• _Exercise prompt_:
Your task is to retype all of the records below with complete accuracy.

*** Opening of Provided material ***

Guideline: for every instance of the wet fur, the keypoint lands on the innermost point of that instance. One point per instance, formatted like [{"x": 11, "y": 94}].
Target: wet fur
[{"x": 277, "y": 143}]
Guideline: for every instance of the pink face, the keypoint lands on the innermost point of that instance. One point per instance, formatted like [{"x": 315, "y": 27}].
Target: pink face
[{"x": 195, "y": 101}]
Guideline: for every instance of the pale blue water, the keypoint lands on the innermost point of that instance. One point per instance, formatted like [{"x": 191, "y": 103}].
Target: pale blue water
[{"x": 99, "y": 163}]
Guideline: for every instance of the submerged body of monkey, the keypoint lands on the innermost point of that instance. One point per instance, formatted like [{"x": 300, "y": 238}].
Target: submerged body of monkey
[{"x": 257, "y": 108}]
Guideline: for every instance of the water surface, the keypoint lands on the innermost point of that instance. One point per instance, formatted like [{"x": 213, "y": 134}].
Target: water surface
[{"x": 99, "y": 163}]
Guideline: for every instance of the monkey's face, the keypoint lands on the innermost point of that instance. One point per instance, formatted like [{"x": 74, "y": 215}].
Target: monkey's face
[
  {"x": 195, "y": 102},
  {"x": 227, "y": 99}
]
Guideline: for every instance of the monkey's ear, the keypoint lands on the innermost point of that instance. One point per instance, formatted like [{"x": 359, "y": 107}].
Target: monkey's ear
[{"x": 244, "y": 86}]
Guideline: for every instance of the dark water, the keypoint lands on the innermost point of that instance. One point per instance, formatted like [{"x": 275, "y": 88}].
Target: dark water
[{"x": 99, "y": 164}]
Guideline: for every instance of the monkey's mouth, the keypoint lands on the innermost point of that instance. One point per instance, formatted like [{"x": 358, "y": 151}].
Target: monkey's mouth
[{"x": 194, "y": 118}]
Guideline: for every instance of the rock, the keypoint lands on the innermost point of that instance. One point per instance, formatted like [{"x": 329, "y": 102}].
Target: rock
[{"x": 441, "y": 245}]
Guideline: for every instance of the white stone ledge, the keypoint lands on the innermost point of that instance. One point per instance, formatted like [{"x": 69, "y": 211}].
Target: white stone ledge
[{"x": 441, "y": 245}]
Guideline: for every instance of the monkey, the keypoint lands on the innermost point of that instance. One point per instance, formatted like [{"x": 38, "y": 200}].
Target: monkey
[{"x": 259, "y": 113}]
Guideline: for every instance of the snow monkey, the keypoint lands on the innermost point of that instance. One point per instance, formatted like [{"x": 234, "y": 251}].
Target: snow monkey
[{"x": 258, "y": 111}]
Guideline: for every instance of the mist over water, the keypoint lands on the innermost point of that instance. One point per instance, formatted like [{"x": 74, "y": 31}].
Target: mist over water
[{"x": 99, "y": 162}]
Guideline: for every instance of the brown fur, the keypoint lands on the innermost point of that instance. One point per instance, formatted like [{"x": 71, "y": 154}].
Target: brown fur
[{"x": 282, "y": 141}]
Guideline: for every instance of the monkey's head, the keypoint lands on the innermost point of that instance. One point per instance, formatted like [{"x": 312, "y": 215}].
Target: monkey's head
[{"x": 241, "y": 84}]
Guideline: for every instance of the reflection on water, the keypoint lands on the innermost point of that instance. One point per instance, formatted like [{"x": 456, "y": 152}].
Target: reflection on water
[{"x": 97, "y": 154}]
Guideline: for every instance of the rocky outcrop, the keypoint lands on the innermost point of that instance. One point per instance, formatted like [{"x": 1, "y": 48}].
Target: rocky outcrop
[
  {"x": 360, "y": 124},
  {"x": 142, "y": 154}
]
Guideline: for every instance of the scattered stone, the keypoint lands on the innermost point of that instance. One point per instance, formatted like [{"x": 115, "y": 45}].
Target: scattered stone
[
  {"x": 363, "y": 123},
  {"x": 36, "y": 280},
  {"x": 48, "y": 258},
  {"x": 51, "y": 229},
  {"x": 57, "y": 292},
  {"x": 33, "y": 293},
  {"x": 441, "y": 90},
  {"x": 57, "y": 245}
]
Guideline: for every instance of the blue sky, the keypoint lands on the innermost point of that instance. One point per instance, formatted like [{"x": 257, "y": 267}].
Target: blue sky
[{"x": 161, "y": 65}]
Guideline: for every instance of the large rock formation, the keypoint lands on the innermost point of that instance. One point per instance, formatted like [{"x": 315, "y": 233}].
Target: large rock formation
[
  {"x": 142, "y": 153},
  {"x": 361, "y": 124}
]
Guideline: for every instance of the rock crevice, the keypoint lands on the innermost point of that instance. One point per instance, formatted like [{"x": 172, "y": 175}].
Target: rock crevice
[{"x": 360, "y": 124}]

*** Close of Provided material ***

• _The completed task_:
Guideline: for every instance of the wet fur, the keypoint lands on the innermost point of that instance. One point per instance, formatted like [{"x": 11, "y": 94}].
Target: wet fur
[{"x": 277, "y": 143}]
Guideline: for every instance of the pink face, the keypoint lands on the innermost point of that instance. One point per instance, formatted like [{"x": 315, "y": 27}].
Target: pink face
[{"x": 195, "y": 101}]
Guideline: for every instance of the pale blue water, the keypoint lands on the innermost point of that instance. One point per instance, formatted like [{"x": 191, "y": 103}].
Target: pale blue water
[{"x": 99, "y": 163}]
Guideline: for every instance of the submerged body of monkey, the keypoint lands on the innermost point of that instance. One point per instance, formatted like [{"x": 300, "y": 238}].
Target: submerged body of monkey
[{"x": 257, "y": 108}]
Guideline: for every instance of the water surface, the keypoint lands on the innermost point of that instance. One point per instance, formatted like [{"x": 213, "y": 134}].
Target: water surface
[{"x": 99, "y": 163}]
Guideline: for every instance of the monkey's face, the keypoint lands on the innermost point of that instance. One point per instance, formatted like [{"x": 74, "y": 215}].
Target: monkey's face
[
  {"x": 195, "y": 102},
  {"x": 227, "y": 99}
]
Guideline: for every instance of the monkey's ear, the keypoint lands on the innermost point of that instance. One point per instance, formatted like [{"x": 359, "y": 107}].
Target: monkey's ear
[{"x": 244, "y": 86}]
Guideline: for every instance of the dark water, the keypoint lands on the innermost point of that instance. One point per instance, formatted like [{"x": 275, "y": 88}].
Target: dark water
[{"x": 99, "y": 164}]
Guideline: for every instance of the monkey's mouth, the keypoint lands on the innermost point of that instance. One point per instance, formatted like [{"x": 358, "y": 151}].
Target: monkey's mouth
[{"x": 194, "y": 118}]
Guideline: for every instance of the rock, the keypoint lands on the innermost point of that instance. One point per instance, formatted like [{"x": 329, "y": 102}].
Target: rock
[{"x": 441, "y": 245}]
Guideline: for every instance of the white stone ledge, the keypoint lands on the innermost point of that instance. One point per instance, formatted like [{"x": 69, "y": 211}].
Target: white stone ledge
[{"x": 441, "y": 245}]
Guideline: for every instance of the monkey, the keypoint lands on the innermost point of that instance. One point per instance, formatted like [{"x": 38, "y": 200}].
Target: monkey
[{"x": 259, "y": 113}]
Guideline: for every instance of the snow monkey, the keypoint lands on the innermost point of that instance. One point per instance, formatted like [{"x": 234, "y": 251}].
Target: snow monkey
[{"x": 258, "y": 111}]
Guideline: for every instance of the mist over water, the keypoint lands on the innermost point of that instance. One point per instance, formatted like [{"x": 74, "y": 31}].
Target: mist over water
[{"x": 99, "y": 162}]
Guideline: for every instance of the brown fur, the keypoint lands on the innermost point of that instance. One point per instance, formatted like [{"x": 71, "y": 154}].
Target: brown fur
[{"x": 282, "y": 141}]
Guideline: for every instance of the monkey's head, the keypoint lands on the innermost point of that instance. One point per instance, formatted like [{"x": 312, "y": 215}].
Target: monkey's head
[{"x": 241, "y": 84}]
Guideline: for every instance of the reflection on water, the keypoint lands on the innermost point of that instance. One point per instance, formatted like [{"x": 456, "y": 152}].
Target: reflection on water
[{"x": 97, "y": 154}]
Guideline: for every instance of the rocky outcrop, the keypoint lands on the innermost point of that instance. One point per instance, formatted like [{"x": 1, "y": 48}].
Target: rocky outcrop
[
  {"x": 360, "y": 124},
  {"x": 142, "y": 154}
]
Guideline: for every instance of the scattered stone, the keypoint lands on the innermost point of that instance. One point per instance, formatted like [{"x": 115, "y": 45}].
Target: scattered stone
[
  {"x": 363, "y": 123},
  {"x": 36, "y": 280},
  {"x": 48, "y": 258},
  {"x": 51, "y": 229},
  {"x": 57, "y": 292},
  {"x": 33, "y": 293},
  {"x": 441, "y": 90},
  {"x": 57, "y": 245}
]
Guideline: for every instance of the blue sky, the keypoint lands on the innermost point of that instance. One point per instance, formatted like [{"x": 257, "y": 267}].
Target: blue sky
[{"x": 161, "y": 65}]
Guideline: for every instance of the large rock formation, the keypoint lands on the innermost point of that instance. One point per instance, formatted like [{"x": 315, "y": 233}].
Target: large rock formation
[
  {"x": 142, "y": 153},
  {"x": 361, "y": 124}
]
Guideline: for every instance of the rock crevice, the keypoint lands on the innermost point of that instance. One point per instance, formatted like [{"x": 172, "y": 175}].
Target: rock crevice
[{"x": 360, "y": 124}]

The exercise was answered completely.